According to the forum thread below, what command changes the DOS line terminators in an input file to UNIX line terminators?

Given passage:
****************

All of these are exactly what we would expect for the input file you provided!

To get the output you showed us, you had to use different commands than those we suggested you use. (Most likely you are using the wrong quotes in -F'|' or are using something like ¦ instead of |.)

To correctly process your DOS files on UNIX systems, change the DOS line terminators in your input file to UNIX line terminators using:
Code:
dos2unix input output

where input is a DOS file and output is the name of the file you want to create with corrected line terminators.
# 16  
Old 10-05-2014
If none of the above suggestions work and you have exactly copied the commands suggested, try changing:
Code:
awk -F'|' ...

to:
Code:
awk -F'[|]' ...

and see if that makes any difference with the awk on AIX systems.
# 17  
Old 10-06-2014
2 things Don

1)I still dint get the AWk working both for (q and nq).I also tried the
Code:
awk -F'[|]' -v OFS='","' 'NF{$1 = $1; $0 = "\"" $0 "\""}1' A4.txt > A5q.csv

.dont know if its somethng to do with AIX ..

but the SED works good wondering if it would take care of both q and nq if not can you plz help me with that sed code for q.

2)second thing is i dont know abt the DOS vs UNIX line terminators..However I dint get the necessity of using [CODE][dos2unix input output] as sed code would give me a perfect csv output which when again transferred to windows using winscp text mode opens perfectly aligned using microsoft excel.
Please tell me where I should use dos2unix.

Last edited by Don Cragun; 10-06-2014 at 03:54 AM.. Reason: Fix CODE tags again.
# 18  
Old 10-06-2014
Quote:
Originally Posted by etldev
2 things Don

1)I still dint get the AWk working both for (q and nq).I also tried the
Code:
awk -F'[|]' -v OFS='","' 'NF{$1 = $1; $0 = "\"" $0 "\""}1' A4.txt > A5q.csv

.dont know if its somethng to do with AIX ..

but the SED works good wondering if it would take care of both q and nq if not can you plz help me with that sed code for q.

2)second thing is i dont know abt the DOS vs UNIX line terminators..However I dint get the necessity of using [CODE][dos2unix input output] as sed code would give me a perfect csv output which when again transferred to windows using winscp text mode opens perfectly aligned using microsoft excel.
Please tell me where I should use dos2unix.
I know that awk (not AWk and not AWK) work OK on AIX. Something else is going on here.

I assume that you have the three commands I suggested in a file that you executed to get the results you got. Show us the output from the command:
Code:
od -bc file

where file is the name of the file containing those commands.

****************

Dataset content:

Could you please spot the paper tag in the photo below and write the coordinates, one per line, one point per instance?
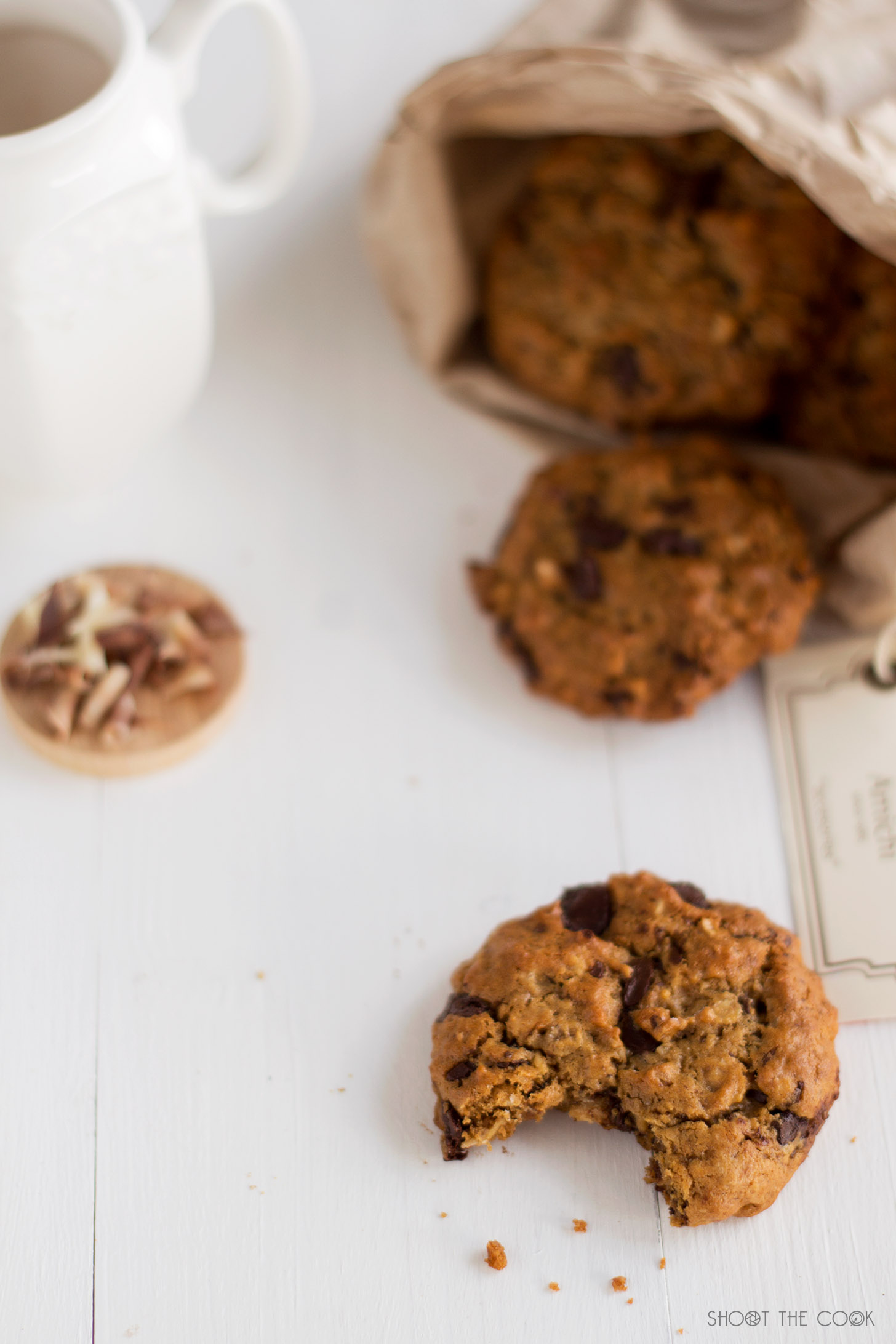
(833, 735)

****************

Solution:
dos2unix input output